Collected data entries

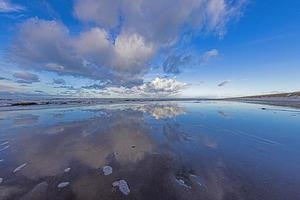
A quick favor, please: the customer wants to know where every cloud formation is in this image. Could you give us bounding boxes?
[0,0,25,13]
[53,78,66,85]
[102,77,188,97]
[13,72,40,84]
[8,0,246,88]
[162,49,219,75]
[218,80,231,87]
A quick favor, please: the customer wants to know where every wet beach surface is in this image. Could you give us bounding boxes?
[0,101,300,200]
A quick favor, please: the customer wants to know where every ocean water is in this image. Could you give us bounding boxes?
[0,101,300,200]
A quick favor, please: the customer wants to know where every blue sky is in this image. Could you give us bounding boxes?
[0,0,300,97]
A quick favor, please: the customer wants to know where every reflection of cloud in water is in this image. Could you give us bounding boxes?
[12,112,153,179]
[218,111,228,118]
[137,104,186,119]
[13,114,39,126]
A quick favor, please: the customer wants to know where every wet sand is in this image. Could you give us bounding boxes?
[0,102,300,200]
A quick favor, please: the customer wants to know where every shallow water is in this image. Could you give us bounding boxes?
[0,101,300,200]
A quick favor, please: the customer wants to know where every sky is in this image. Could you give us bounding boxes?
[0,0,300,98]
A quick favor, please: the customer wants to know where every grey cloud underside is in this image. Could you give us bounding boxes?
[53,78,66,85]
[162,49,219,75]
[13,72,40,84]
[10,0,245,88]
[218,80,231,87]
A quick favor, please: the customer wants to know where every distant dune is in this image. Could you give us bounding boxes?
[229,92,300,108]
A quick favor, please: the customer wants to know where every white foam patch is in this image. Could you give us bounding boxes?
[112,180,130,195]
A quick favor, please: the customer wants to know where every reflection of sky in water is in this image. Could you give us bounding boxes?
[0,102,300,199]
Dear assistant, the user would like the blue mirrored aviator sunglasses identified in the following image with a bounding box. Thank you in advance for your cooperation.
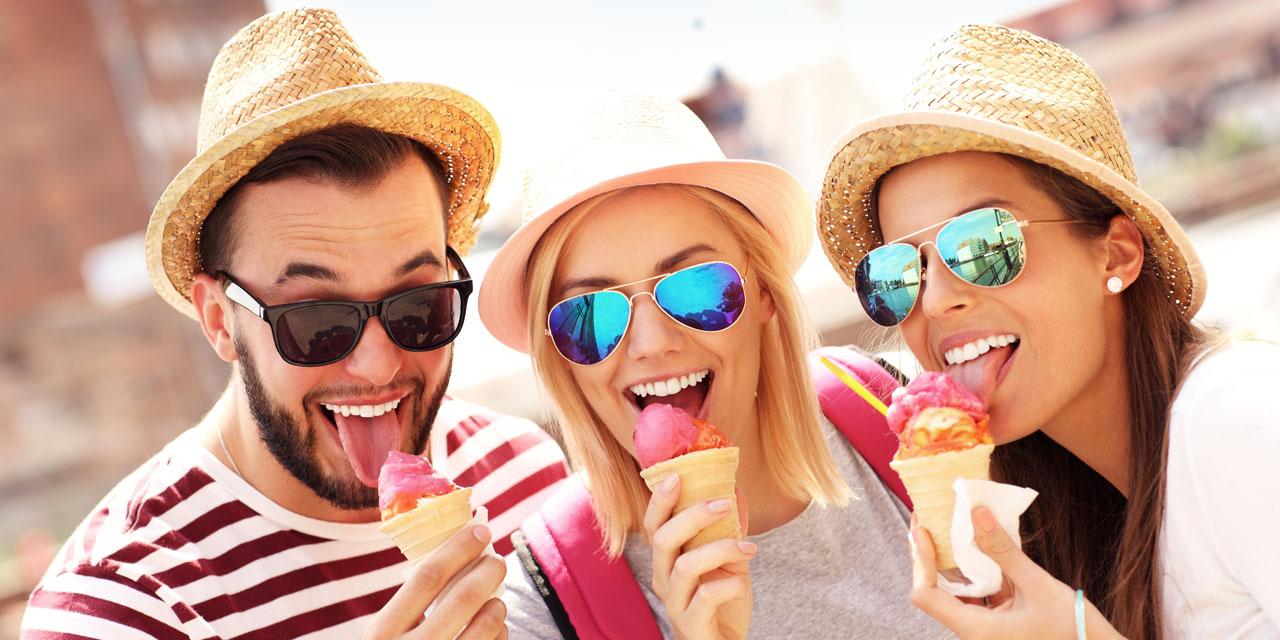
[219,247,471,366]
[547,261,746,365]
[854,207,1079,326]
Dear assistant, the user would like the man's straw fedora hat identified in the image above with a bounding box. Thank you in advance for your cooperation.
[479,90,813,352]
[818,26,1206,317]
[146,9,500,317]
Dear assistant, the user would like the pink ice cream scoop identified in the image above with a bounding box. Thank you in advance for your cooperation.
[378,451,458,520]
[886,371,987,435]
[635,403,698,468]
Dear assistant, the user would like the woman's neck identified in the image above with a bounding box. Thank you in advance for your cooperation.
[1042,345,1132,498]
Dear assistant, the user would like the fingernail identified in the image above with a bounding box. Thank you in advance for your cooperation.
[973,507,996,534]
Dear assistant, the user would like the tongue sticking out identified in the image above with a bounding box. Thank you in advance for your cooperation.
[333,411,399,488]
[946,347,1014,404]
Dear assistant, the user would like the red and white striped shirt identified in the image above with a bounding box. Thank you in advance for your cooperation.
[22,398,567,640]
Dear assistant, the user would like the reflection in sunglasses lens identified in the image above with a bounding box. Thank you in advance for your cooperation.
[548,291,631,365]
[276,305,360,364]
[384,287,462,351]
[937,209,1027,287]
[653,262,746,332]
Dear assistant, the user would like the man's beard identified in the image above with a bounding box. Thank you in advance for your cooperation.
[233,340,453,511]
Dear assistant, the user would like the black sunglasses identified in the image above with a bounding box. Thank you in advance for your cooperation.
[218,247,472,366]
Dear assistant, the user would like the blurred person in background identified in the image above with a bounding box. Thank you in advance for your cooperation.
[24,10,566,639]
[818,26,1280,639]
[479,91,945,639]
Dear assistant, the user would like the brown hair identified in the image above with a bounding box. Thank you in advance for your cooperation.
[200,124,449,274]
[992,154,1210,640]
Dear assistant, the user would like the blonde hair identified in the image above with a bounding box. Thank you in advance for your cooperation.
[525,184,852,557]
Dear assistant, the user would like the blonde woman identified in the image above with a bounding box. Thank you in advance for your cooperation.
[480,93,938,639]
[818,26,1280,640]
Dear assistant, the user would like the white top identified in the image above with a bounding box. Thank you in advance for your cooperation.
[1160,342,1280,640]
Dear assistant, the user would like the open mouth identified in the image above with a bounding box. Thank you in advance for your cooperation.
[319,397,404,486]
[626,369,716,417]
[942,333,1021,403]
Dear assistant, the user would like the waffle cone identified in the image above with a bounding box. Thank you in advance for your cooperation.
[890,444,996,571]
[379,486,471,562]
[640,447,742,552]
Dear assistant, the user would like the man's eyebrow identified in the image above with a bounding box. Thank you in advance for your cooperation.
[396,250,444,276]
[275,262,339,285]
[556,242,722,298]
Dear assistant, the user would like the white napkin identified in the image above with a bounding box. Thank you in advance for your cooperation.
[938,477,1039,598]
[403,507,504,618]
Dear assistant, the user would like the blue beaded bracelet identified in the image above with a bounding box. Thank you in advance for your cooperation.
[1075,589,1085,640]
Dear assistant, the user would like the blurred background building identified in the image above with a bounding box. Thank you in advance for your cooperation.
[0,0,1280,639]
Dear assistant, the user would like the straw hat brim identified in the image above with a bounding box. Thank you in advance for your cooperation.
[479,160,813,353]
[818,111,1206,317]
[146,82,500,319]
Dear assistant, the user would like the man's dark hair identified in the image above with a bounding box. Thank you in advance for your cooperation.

AIM OF THE EXERCISE:
Write out all the rows again, switching "customer" to "client" and keeping everything else the same. Leave out the pictures.

RESULT FOR THIS EXERCISE:
A quick favor, please: the client wants to know where every cloud formation is in this image. Could you give us bounding boxes?
[0,0,25,13]
[53,78,66,85]
[102,77,188,97]
[13,72,40,84]
[8,0,246,88]
[162,49,219,75]
[218,80,231,87]
A quick favor, please: the client wants to know where every wet beach surface is in this image. Could you give us bounding boxes?
[0,101,300,200]
A quick favor, please: the client wants to know where every ocean water is in this image. Could you give us bounding boxes?
[0,101,300,200]
A quick favor, please: the client wants to know where every blue sky is in this image. Could you give us bounding boxes?
[0,0,300,97]
A quick favor, please: the client wants to know where every reflection of cloud in water is in this image. Could you give us bounding boxes?
[12,112,153,179]
[218,111,228,118]
[137,104,186,119]
[13,114,39,126]
A quick favor, please: the client wants to know where every wet sand is in this image. Could you give us bounding boxes?
[0,102,300,200]
A quick favor, please: the client wants to know where every shallow water is in this image. Could you give us bounding boxes?
[0,101,300,200]
A quick favor, please: the client wants to know where every sky is in this image. Could you give us bounding boxes?
[0,0,300,98]
A quick favor, please: the client wants to know where every grey cloud underside is in this image. Could you give us bounding boxes?
[53,78,66,85]
[162,49,219,75]
[13,72,40,84]
[10,0,245,88]
[218,80,231,87]
A quick favor, please: the client wants to know where every distant dune is in this image. Could you give us bounding boxes?
[229,92,300,108]
A quick favor, please: the client wants to know where every white foam patch is in this image. Could you give us bounding boxes?
[112,180,130,195]
A quick favor, please: the client wants to know where every reflection of sky in water is in this image. Could you give us bounding boxes?
[0,102,300,199]
Dear assistant, the user would like the blue mirrored aviator sunglasses identified in the following image with a bounding box. Thank you in advance for your cooperation.
[219,247,471,366]
[547,261,746,365]
[854,207,1079,326]
Dear assistant, the user would like the man's straw fedora hat identified in the image above with a bounding box. Thank you in advance for your cooperation.
[479,90,813,352]
[818,26,1206,317]
[146,9,500,317]
Dear assistant, the user would like the pink ice cream scoop identified in the image above with a bounding box. Thank you in advance for your cooperation.
[378,451,458,520]
[886,371,987,435]
[635,403,698,468]
Dear assistant, the user would like the woman's neck identified in the image above with a bounding box. Thank you in advance for your cooperation.
[1042,345,1132,498]
Dear assistant, the user would like the fingernail identified in the image above with a bounding box. Thank you in advance for your cooperation.
[973,507,996,534]
Dear assistant, the user would like the tongue sticking out identified in the image above with a bounding box. Thank you in advance for your cooperation.
[333,411,399,488]
[946,347,1014,404]
Dear assistant, the user would like the red and white striped shirt identified in the image above with a bounding box. Thank you in advance for your cooperation.
[22,398,567,640]
Dear assistant, the user would like the reflection in sunglasses lens identified in the image above with a bounding box. Thank you in advance for your cooperation.
[548,291,631,365]
[276,305,360,364]
[384,287,462,351]
[937,209,1027,287]
[653,262,746,332]
Dear assistant, the user would like the man's beard identified in the image above with a bounding box. Thank you in advance for your cooperation.
[233,340,453,511]
Dear assistant, the user would like the black sunglasses identified in the image above with a bounding box. Thank you in advance for your cooperation.
[218,247,472,366]
Dear assistant, the user would like the blurred person in background identified in the image above with a bounding box. Thank you in advance for your cooperation.
[24,10,566,639]
[818,26,1280,639]
[479,91,945,639]
Dear assistant, the user would like the brown hair identified in the image above with a bounding box. Thank you in advance for your cooperation.
[200,124,449,274]
[992,154,1210,640]
Dear assistant, the user would like the blonde hair identified in the image above with a bounding box. Thank you in advance for your cooperation.
[525,184,852,557]
Dear assistant, the user would like the blonde woman identified in the image above with a bounding box. Thank you in advance for your cooperation.
[480,93,938,639]
[818,26,1280,640]
Dear assistant, the user would like the white top identified in the image above with a bounding box. Thank you in advance for your cooperation.
[1160,342,1280,640]
Dear assistant, the user would like the open mouth identified in the image above with a bounding box. Thank you in advance for your cooperation.
[319,397,404,486]
[626,369,716,417]
[942,333,1021,403]
Dear assistant, the user would like the waffle cone identified in the image above with a bounding box. Thank you in advance for your cooperation.
[890,444,996,571]
[379,486,471,562]
[640,447,742,552]
Dear assistant, the user would like the man's eyebrow identified in the image above with a bounding box. Thank you in advance for your cooperation.
[396,250,444,276]
[275,262,339,285]
[556,242,722,298]
Dear assistant, the user would like the white napkin identified in the image above with a bounding box. Thank you in advance for your cooperation.
[938,477,1039,598]
[403,507,504,618]
Dear assistant, the user would like the blue beaded bracelet identified in the image above with a bounding box. Thank you in advance for your cooperation.
[1075,589,1085,640]
Dear assistant, the user would like the blurred background building identified in the image above with a bounding box. Thank you in advance for your cooperation.
[0,0,1280,639]
Dear assistant, the user would like the straw hat brim identified in the image above with a bounding box. Thank you in advance for your cooperation.
[479,160,813,353]
[818,111,1206,317]
[146,82,500,319]
Dear assistant, the user would like the man's dark hair identified in the image above with a bounding box. Thank you in advance for your cooperation.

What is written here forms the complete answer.